### Data excerpts
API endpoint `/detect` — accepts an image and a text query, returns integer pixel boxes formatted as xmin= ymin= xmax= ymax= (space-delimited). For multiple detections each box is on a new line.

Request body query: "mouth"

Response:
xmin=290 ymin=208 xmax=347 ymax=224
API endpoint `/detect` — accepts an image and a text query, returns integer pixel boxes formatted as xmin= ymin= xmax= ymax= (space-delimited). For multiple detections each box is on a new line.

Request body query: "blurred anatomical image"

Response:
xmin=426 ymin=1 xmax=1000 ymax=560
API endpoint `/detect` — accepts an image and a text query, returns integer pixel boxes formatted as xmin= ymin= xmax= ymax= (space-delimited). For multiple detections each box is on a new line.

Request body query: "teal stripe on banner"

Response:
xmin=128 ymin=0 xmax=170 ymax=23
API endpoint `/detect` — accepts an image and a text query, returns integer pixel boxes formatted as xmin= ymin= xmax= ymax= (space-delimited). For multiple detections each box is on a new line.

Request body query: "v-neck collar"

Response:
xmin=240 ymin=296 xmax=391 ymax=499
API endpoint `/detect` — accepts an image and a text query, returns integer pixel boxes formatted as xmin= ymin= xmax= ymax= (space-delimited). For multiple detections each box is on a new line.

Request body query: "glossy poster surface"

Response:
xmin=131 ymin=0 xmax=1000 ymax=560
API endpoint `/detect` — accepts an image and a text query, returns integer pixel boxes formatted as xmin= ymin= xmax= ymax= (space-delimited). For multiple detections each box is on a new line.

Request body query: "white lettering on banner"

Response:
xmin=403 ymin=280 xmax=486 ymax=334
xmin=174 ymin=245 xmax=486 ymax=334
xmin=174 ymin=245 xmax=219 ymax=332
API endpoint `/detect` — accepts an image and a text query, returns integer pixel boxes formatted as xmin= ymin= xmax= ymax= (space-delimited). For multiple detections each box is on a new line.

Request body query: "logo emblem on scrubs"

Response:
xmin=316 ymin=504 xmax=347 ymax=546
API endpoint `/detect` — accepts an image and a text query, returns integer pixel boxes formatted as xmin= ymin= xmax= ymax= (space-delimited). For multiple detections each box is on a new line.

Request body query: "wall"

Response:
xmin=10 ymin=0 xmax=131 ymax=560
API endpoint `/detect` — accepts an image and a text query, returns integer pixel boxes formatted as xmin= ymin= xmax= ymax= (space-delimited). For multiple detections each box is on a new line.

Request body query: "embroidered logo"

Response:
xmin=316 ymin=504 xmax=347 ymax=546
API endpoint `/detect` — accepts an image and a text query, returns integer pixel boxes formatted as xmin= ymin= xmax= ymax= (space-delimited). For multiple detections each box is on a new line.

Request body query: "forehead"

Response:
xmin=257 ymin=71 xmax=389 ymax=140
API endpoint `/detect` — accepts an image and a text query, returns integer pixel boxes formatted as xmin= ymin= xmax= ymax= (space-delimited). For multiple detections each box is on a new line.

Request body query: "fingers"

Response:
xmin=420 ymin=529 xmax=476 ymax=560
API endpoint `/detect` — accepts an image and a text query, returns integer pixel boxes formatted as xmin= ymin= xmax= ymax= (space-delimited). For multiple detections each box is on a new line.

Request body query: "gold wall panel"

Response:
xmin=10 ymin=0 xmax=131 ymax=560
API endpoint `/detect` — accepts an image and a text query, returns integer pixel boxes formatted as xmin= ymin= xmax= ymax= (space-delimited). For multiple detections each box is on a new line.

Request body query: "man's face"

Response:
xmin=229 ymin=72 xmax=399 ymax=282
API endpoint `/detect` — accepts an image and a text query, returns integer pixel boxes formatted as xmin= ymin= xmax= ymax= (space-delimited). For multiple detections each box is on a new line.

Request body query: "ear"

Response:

### Exercise objective
Can you lay out the stretch of rows from the very first line through the line containing "xmin=131 ymin=0 xmax=1000 ymax=560" as a JSON list of strings, one string per line with blank lines left out?

### Exercise result
[
  "API endpoint `/detect` — accepts an image and a text query, returns integer pixel boxes formatted as xmin= ymin= xmax= ymax= (space-delimited). For multiple detections each box is on a new line.",
  "Request body query: \"mouth\"",
  "Response:",
  "xmin=290 ymin=208 xmax=347 ymax=224",
  "API endpoint `/detect` — accepts an image and a text query, returns integer pixel boxes formatted as xmin= ymin= xmax= ymax= (space-delimited). For multiple detections each box is on a new line.",
  "Request body query: \"blurred anatomical image\"",
  "Response:",
  "xmin=426 ymin=1 xmax=1000 ymax=560",
  "API endpoint `/detect` — accepts an image and a text query, returns integer pixel boxes formatted as xmin= ymin= xmax= ymax= (space-delimited). For multiple detections each box is on a new line.",
  "Request body query: \"teal stripe on banner\"",
  "Response:",
  "xmin=128 ymin=0 xmax=170 ymax=23",
  "API endpoint `/detect` — accepts an image and a text query, returns integer pixel boxes formatted as xmin= ymin= xmax= ymax= (space-delimited). For multiple detections each box is on a new line.",
  "Request body query: \"v-neck collar\"",
  "Response:",
  "xmin=240 ymin=296 xmax=391 ymax=499",
  "API endpoint `/detect` — accepts an image and a text query, returns integer pixel boxes formatted as xmin= ymin= xmax= ymax= (space-delimited). For multiple detections each box is on a new line.",
  "Request body query: \"glossy poster surface\"",
  "Response:",
  "xmin=131 ymin=0 xmax=1000 ymax=560"
]